本文 —
┌──

「テツドウモケイの買い物」で思うこと

今回は買い物をしていてふと思ったことから。
「鉄道模型を買う」といえば私がこの趣味に入った昭和50年前後の頃は99パーセントが「町内の模型屋さん」での購入を指していました。
あの当時は科学教材社が「工作ガイドブック」という「有料の通販カタログ」みたいなのを出していたので「通販」という概念はあったのですが、在庫検索に手間がかかること(全てが郵便でのやり取りですから無理はないのですが)商品代のほかに送料がかかることなどの問題があり(当時は安売り店というものはありませんでした)あまり一般的な購入法とは言えなかったと思います。
今は通販も花盛りで昔の製品などもオクを使う事であの頃に比べると飛躍的に鉄道模型の入手はしやすくなっていると思います。
ですが私の場合、不思議なことにこれらの入手法は「どうしてもという場合の最終手段」という位置づけになってしまっています。

私の現住地は模型店は一軒だけ。専門店はクルマで片道30分はかかる(しかも田舎の信号もそんなにないルートで)という環境にあります。
中古ショップは比率から言えば他の地域より多い方なので救われていますが、それでも秋葉並みというわけにはいきません。
これほど不便な環境ならば通販をもっと活用しそうなものですが、なかなかそうしないのが不思議なところです。

更に不思議なのはたとえば、これが子供の玩具とか家族の聴きたがっているCDとかなら実にためらわずに通販を使っていることです。
自分にそれほど興味のないものならあっさりとネット通販にしてしまう訳ですからやり方が分からないとか利便性を理解していないという訳でもないようです。
これは思うにいつのまにか「趣味の品は足で買う」という習慣がいつの間にか染み付いてしまっている事と関係ありそうです。
鉄道模型とはかつては家から出ないインドア趣味の極北とされてきました。それがNゲージの普及による一般化をきっかけに安売り店の出現、中古おショップの全国展開化などがすすみ、買い物ひとつとっても「外へ飛び出したほうが実りが多い」状態になってきたように思います。
もちろん同じ事はネット通販でも可能ですがそこに感じるのは「情報で買う」という感覚であり、外で買う場合の「出会いを買う」「手にとって買う」というアナログな要素が著しく不足しているように感じます。

└──

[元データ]
┌──

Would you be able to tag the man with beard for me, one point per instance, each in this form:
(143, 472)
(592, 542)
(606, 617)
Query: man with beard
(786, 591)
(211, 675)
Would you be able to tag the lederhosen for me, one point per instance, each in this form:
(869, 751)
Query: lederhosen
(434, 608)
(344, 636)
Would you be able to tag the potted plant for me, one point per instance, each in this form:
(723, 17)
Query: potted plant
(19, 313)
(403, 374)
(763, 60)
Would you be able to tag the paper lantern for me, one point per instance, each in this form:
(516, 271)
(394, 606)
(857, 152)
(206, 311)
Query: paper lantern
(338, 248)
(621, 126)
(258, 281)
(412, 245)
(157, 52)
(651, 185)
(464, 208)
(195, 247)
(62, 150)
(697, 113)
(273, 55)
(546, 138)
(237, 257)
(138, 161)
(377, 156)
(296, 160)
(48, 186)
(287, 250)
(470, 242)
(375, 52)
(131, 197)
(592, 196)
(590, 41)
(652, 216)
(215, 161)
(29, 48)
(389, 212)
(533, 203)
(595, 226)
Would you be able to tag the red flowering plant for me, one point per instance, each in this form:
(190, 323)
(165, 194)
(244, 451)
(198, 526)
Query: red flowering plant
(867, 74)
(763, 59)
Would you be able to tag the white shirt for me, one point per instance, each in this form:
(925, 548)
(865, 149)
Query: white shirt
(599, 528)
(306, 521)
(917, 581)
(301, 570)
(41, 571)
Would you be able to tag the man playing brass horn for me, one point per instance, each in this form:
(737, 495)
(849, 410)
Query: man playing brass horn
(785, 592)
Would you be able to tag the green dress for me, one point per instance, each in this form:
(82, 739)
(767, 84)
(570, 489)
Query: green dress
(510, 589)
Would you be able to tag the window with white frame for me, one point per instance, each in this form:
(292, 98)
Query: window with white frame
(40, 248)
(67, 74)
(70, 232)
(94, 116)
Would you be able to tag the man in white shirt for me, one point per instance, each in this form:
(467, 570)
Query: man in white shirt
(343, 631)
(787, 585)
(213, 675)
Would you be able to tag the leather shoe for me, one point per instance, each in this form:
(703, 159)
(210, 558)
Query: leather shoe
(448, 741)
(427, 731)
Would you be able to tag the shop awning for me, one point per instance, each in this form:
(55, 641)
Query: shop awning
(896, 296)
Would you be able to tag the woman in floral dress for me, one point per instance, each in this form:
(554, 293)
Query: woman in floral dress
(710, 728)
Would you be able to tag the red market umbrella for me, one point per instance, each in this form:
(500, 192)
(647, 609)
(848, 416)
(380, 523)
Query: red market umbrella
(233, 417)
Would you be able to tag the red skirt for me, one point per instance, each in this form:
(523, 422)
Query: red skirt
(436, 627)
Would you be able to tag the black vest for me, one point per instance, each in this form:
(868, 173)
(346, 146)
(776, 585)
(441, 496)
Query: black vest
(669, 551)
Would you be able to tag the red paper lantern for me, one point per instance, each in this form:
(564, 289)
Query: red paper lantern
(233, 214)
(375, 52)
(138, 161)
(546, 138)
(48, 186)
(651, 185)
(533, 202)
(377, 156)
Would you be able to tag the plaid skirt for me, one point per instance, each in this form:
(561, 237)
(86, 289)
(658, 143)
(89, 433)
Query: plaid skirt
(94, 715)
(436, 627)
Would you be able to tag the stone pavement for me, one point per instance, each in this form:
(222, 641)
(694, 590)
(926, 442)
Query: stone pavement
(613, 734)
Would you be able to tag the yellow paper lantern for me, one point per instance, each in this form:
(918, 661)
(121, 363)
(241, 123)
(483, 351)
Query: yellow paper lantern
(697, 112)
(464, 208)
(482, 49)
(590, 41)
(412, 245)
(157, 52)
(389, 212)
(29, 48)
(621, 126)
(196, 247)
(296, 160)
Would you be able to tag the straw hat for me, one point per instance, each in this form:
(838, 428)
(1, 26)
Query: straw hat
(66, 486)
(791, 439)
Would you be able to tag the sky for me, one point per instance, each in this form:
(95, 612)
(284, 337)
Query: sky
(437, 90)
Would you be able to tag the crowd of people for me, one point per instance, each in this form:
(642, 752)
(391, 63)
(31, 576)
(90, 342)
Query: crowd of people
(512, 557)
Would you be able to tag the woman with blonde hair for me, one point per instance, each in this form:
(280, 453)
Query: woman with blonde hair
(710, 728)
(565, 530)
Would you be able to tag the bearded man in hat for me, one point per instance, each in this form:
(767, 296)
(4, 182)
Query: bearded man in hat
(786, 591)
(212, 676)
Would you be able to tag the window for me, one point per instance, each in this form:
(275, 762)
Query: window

└──

指示 — 鉄道模型の買い物についての本文を、最後の文のあとから書き継いでください。 元データの行は使わなくてかまいません。

解答 —
新製品の場合もこれは同じ事で写真やスペックという情報だけに頼って高額なモデルを盲買いするのには幾分不安を感じることもあります。

そこで思い出したのが寺田寅彦が「丸善と三越」という随筆で三越での買い物について書いていた以下の一節です。
「~食堂のほかには食品を販売する部が階下にある。人によると近所の店屋で得られると同じかんづめなどを、わざわざここまで買いに来るということである。買い物という行為を単に物質的にのみ解釈して、こういう人を一概に愚弄する人があるが、自分はそれは少し無理だと思っている」
なんとなくこの心理は私にも少し当てはまりそうです。
趣味の買い物という行為には「探索」「探検」という側面もあると思います。これは自分の足を駆使して得られる快感ではないかと思います。
最近新設されている郊外型のショッピングモールの大半が「客を歩かせる・回遊させる」ことでその楽しみを味わわせる演出をしている事でもこの仮説は裏書きされます。
古くから存在する銀座のような繁華街では「銀ブラ」という趣味が成立する程にそうした「探索性」が維持されている事で一層栄えてきたのではないかと思えます。
ましてや秋葉原のようにジャンルの専門性が高いところに「歩き回ることで掘り出し物を見つける楽しみ」がある一角ではこれはなお更でしょう。

これは家から一歩も出ずにネット上での情報のやり取りだけで行うネットサーフィンでは不可能な事だと思います。
あくまで肉体を使った探索であることが重要ですから
この心理は中古ショップなどに見え始めている「鉄道模型の骨董化」も関係あると思います。骨董品ほどネット通販やネットオクに向いていないジャンルはありません。
(写真は本題とは関係ありません)
HPです。レイアウトの項で「モジュール」をオープンしました。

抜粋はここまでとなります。